### Supplied entries
__________________________________________________
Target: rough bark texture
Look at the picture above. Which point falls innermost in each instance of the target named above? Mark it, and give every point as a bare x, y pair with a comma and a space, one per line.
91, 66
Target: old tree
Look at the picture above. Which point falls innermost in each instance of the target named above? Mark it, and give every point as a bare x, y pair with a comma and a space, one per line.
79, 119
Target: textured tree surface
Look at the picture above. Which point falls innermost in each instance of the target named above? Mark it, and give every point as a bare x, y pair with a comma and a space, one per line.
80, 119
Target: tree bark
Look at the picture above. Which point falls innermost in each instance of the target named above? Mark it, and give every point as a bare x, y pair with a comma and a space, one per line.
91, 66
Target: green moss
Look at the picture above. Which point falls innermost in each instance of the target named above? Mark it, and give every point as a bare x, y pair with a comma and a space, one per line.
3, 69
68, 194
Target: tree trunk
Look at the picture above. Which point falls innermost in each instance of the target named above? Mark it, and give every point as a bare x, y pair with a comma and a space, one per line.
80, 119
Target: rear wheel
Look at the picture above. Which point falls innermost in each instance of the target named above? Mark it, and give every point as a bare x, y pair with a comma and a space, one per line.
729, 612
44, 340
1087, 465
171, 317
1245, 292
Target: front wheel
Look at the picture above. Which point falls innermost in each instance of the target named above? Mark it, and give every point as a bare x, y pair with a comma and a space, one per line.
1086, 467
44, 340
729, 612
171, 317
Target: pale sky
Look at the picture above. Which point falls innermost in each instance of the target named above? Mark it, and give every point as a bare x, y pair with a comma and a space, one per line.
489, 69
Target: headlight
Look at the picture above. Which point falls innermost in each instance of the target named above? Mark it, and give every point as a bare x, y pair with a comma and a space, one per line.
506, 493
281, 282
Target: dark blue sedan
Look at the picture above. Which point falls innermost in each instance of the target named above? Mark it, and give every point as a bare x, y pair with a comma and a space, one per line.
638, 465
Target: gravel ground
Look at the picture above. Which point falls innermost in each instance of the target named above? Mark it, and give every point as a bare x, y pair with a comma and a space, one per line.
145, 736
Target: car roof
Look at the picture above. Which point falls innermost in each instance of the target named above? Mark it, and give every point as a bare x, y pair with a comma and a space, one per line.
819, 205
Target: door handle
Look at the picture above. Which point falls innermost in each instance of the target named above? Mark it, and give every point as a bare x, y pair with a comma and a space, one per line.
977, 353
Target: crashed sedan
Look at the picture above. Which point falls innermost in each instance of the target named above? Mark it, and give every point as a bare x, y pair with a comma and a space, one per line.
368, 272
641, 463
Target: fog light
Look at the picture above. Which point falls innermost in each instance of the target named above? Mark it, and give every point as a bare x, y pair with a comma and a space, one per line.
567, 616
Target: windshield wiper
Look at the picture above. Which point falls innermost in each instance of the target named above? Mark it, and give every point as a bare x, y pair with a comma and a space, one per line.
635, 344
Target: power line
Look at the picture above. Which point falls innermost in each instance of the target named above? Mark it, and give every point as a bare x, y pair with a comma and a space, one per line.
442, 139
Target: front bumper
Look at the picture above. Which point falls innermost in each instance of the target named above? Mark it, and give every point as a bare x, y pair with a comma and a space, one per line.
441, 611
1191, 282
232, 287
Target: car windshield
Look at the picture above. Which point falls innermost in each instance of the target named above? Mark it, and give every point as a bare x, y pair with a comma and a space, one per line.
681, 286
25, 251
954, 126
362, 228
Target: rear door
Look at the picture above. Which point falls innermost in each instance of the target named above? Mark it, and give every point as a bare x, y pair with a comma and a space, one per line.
__________________________________________________
### The task
Rewrite every entry above with "innermost" changed to "most central" wherever it occurs. Leave everything else as it is.

### Output below
Target: rough bark texture
Look at the picture above. Which point falls most central in each instance of the target named above? Mark it, and give every point as a bare x, y pair with a comma and a space, one per line.
91, 66
Target: old tree
Look at the picture above. Which point falls most central in each instance of the target named above? Mark it, and give every point as a bare x, y pair with a comma and a space, one per line.
79, 119
Target: textured tree surface
Look at the picture above. Which point falls most central in each instance of the target named above? Mark it, and give every point as a bare x, y pair with a comma and a space, one per line.
80, 119
Target: tree bark
Look at the picture above. Which point falls most central in each instance of the target named above? Mark it, and give every point as a bare x, y pair with a comma and a space, one per line.
91, 66
Target: green moss
Look at the picture above. Which point falls most central in each instance of the target named above? Mark it, and give every point as a bare x, y pair with a comma and a space, one per line.
3, 69
68, 194
Target: tree trunk
Look at the picture above. Which point falls most central in each instance of the target named above? Mark it, and give every point as a bare x, y pair with a comma and a space, one per line.
80, 119
Target: rear wheel
Look at the picture above. Which point falls most central in each instance of the target named above? Mark it, and give every point as a bare x, y pair with a comma and a space, one per line.
729, 612
44, 340
1087, 465
171, 317
1245, 292
Target: front wheel
Look at the picture above. Which point falls most central in each instance of the target named above? Mark it, and give every point as a bare x, y pair with a comma and a space, one per line.
1086, 467
44, 340
729, 612
171, 317
Target: pale sky
Look at the picture above. Which point falls most central in each instance of the target named above? Mark it, and give every point as a bare x, y pair with a comma and a space, one per line.
489, 69
Target: headlight
Look at the picture above. Which point falls most central in each instance of the target named above? Mark it, and give every point as a bare x, y pair with a comma and a space, one per line.
506, 493
281, 282
Target: dark blue sedan
Look at the picture above. Which point falls most central in each instance of the target named above? Mark it, and give every point as a bare x, y pair with a comma and a space, one per line.
638, 465
Target: gravel ground
Look at the picture above. Which point falls most central in each instance of the target named above? Mark it, and give every point as a bare x, y pair with a comma and a space, one per line.
145, 736
Target: car roof
Look at the picture above. Which point falls most central in each instance of the target named above? Mark it, and give every point as a bare x, y pair with a comma and a space, one per line.
819, 205
Target: door handle
Look at the picture above. Which point falls most central in each instance of the target named above? Mark it, and give every point as a bare x, y pair with a comma and a space, one per line.
977, 353
Target: crashed sedan
Look at the picture above. Which point falls most central in each instance of the target named above? Mark it, and give every point as a bare x, y pair with a comma and a space, one per line.
368, 272
641, 463
Target: fog light
Look at the picture above. Which point falls most central in each instance of the target named above? Mark it, and give every point as a bare x, y pair with a comma and a space, one per line.
567, 616
Target: windshield wiper
Look at the picture above. Which point falls most central in each instance of the target named above? Mark it, and give every point as a bare x, y pair with a comma and a space, one per line.
635, 344
Target: power line
Look at the picture above. Which point falls most central in each instance of the target named above? Mark it, and give every point as a bare x, y pair with a comma and a space, one per line.
442, 139
Target: front bumper
Look at the picture above. Which point falls most central in each instance of the target named above? Mark it, and give every point as a bare x, y pair with a comma and a space, one per line.
441, 611
1191, 282
232, 287
Target: car windshield
Look at the picture above. Which point falls most central in each instance of the target named above? Mark it, and give every point as a bare x, y pair with a comma and a space, one per line.
681, 286
25, 251
954, 126
362, 228
Target: rear door
Look at the picture above. Which point falls most central in each instance of the target named above? Mark it, and give every point as a bare x, y pair with a comma and a space, one per line.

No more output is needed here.